- _TASK DETAILS_: Nothing but the lines from the line with "For each instance of the white rose bud, place" through the end of the data is to be copied, and each is to be copied exactly.

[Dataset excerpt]
** Begin **
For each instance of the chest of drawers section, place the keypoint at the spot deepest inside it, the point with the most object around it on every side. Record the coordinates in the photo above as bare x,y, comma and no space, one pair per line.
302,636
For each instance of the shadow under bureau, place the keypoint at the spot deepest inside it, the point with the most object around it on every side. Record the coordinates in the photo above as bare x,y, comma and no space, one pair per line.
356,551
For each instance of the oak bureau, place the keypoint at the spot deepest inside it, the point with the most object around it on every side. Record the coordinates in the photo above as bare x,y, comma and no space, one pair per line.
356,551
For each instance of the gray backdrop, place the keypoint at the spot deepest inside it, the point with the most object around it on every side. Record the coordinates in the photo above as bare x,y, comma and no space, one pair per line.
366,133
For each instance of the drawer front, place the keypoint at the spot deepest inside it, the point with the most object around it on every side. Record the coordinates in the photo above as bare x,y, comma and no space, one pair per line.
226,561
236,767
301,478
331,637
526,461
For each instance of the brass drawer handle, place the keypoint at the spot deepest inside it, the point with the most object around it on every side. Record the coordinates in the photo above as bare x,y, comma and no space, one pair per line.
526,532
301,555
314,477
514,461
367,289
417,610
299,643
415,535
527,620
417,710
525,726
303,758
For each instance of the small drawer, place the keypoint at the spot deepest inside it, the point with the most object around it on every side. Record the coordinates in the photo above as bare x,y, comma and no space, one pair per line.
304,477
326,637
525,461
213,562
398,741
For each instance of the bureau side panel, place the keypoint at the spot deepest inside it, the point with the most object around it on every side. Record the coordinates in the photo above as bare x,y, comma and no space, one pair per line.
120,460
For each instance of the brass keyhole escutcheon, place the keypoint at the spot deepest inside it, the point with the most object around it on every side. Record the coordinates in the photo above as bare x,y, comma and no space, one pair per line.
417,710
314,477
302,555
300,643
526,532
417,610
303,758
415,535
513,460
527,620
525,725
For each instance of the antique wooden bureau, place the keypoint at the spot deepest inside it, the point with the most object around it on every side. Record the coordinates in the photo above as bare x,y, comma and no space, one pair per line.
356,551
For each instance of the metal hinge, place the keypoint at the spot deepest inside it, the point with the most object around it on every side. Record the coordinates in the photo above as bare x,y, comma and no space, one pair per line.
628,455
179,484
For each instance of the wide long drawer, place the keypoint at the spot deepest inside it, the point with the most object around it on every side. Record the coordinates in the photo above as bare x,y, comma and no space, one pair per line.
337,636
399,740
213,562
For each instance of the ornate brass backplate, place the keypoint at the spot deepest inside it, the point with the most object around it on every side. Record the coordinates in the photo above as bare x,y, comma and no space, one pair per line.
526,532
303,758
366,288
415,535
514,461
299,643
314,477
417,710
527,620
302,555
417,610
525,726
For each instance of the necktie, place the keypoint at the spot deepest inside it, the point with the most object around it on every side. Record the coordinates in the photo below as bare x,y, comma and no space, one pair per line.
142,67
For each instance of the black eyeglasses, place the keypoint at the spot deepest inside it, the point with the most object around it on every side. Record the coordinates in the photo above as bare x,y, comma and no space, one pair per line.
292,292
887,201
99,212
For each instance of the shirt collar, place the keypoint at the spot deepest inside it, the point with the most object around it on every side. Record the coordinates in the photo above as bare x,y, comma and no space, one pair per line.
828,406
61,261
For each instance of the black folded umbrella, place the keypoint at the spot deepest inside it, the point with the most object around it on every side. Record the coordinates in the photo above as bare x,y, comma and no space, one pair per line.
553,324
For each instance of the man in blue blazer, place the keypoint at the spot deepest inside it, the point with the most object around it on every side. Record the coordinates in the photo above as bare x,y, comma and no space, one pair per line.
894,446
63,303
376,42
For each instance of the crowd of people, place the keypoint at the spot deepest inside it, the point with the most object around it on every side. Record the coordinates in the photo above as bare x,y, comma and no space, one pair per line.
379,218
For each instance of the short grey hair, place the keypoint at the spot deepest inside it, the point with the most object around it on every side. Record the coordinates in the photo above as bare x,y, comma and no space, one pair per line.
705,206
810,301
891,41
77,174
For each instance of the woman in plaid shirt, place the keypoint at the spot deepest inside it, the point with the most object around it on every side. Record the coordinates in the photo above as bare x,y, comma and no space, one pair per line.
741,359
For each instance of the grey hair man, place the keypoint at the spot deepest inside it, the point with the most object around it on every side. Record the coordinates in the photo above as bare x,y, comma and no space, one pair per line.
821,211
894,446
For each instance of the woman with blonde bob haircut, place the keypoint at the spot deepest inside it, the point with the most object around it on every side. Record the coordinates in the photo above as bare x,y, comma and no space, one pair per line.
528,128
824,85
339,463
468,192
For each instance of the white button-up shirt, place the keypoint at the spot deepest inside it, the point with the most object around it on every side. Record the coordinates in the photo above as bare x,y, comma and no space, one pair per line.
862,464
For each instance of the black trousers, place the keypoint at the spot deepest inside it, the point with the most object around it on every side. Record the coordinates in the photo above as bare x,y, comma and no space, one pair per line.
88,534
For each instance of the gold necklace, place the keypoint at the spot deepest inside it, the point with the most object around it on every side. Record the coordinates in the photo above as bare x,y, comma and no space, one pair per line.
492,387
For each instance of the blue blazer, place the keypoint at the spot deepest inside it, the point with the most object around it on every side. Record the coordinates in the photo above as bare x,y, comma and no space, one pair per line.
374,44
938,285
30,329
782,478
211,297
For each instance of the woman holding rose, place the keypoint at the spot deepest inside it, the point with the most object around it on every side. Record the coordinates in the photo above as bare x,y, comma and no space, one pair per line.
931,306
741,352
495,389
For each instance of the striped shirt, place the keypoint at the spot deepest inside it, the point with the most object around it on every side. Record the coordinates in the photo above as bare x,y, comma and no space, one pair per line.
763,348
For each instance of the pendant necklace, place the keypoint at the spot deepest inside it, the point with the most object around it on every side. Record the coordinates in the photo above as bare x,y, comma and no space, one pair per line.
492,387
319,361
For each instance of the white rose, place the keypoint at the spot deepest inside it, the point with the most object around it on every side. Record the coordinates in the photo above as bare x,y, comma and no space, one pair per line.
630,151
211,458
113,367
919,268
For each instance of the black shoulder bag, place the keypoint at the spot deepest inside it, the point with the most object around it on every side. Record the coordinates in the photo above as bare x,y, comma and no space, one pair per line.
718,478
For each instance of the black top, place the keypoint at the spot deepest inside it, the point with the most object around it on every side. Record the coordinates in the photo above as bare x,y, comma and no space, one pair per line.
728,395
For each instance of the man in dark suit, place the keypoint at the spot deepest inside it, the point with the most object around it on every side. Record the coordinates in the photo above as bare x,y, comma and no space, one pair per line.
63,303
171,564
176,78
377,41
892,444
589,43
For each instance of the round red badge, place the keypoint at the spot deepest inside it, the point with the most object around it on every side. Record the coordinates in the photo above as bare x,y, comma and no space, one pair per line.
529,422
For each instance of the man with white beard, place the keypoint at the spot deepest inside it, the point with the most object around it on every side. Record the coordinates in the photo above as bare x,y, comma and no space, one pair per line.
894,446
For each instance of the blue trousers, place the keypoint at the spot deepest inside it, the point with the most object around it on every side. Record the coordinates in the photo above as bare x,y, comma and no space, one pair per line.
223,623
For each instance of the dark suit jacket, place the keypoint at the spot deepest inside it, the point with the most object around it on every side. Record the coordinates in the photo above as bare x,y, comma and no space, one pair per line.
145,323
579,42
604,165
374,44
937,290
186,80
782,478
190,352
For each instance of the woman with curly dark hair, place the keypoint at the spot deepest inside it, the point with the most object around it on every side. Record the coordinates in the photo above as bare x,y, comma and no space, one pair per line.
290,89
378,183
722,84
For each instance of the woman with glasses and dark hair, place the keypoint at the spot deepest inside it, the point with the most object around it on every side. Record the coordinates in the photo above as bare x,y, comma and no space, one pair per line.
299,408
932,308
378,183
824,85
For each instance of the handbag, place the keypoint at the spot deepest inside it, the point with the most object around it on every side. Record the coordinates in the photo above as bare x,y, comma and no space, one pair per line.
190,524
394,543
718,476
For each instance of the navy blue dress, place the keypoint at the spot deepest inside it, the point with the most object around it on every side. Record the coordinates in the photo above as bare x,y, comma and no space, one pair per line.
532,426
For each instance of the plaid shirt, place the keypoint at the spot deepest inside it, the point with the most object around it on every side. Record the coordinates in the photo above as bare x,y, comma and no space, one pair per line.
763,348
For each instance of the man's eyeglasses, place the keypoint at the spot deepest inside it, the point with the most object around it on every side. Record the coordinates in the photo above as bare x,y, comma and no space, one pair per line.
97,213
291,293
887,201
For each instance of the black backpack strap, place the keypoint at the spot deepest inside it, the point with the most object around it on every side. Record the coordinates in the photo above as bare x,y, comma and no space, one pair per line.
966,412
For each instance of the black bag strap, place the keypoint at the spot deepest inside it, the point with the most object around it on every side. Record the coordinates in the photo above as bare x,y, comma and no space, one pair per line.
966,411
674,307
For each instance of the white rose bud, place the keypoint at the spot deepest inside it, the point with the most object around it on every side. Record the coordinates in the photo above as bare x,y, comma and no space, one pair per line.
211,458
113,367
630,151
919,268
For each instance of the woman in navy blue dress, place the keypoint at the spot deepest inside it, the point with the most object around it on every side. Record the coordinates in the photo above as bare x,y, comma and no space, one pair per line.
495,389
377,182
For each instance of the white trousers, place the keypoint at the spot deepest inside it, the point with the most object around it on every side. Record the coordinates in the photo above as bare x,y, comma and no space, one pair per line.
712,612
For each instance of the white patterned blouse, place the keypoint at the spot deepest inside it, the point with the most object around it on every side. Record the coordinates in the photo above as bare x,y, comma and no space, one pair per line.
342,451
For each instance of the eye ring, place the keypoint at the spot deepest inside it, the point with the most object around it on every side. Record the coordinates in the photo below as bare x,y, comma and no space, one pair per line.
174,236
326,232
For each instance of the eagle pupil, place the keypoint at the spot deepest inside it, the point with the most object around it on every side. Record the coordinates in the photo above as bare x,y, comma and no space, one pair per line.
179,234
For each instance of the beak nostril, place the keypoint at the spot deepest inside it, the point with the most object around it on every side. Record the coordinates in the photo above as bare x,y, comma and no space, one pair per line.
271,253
** End **
- _RESPONSE_:
For each instance of the white rose bud, place the keypoint at the spot deepest inside it, the point with the most object around it on every side. Record the coordinates in the photo above as bare x,y, comma and no space, one pair per line.
211,458
113,367
630,151
919,268
For each instance of the woman in navy blue dress, place the keypoint at the spot deepest inside it, the point with the most object around it on every side. Record the coordinates in the photo above as bare x,y, comma and no space, one pair per line.
495,389
377,182
For each instance of the white trousers, place the keypoint at the spot deepest inside it, the point with the most object around it on every side. Record the coordinates in the photo above as bare x,y, comma and no space, one pair per line.
712,612
For each instance of the white patterned blouse, place the keypoint at the spot deepest inside it, the point with the most object around it on every side. Record the coordinates in the photo above as bare x,y, comma and no space, one pair per line.
342,451
For each instance of the eye ring, place the keypoint at the spot deepest inside it, the point with the most object around it on every side. Record the coordinates in the photo below as bare x,y, comma and no space, one pair per line.
174,236
326,232
For each instance of the eagle pupil, place the keypoint at the spot deepest inside it, the point with the most object around it on every side. Record the coordinates in the photo above as bare x,y, comma and no space, one pair per line.
179,234
For each instance of the beak nostril, place the keypoint at the spot deepest inside it, the point with the most object around it on every side. Record the coordinates in the photo above as bare x,y, comma and no space, one pair per line.
271,253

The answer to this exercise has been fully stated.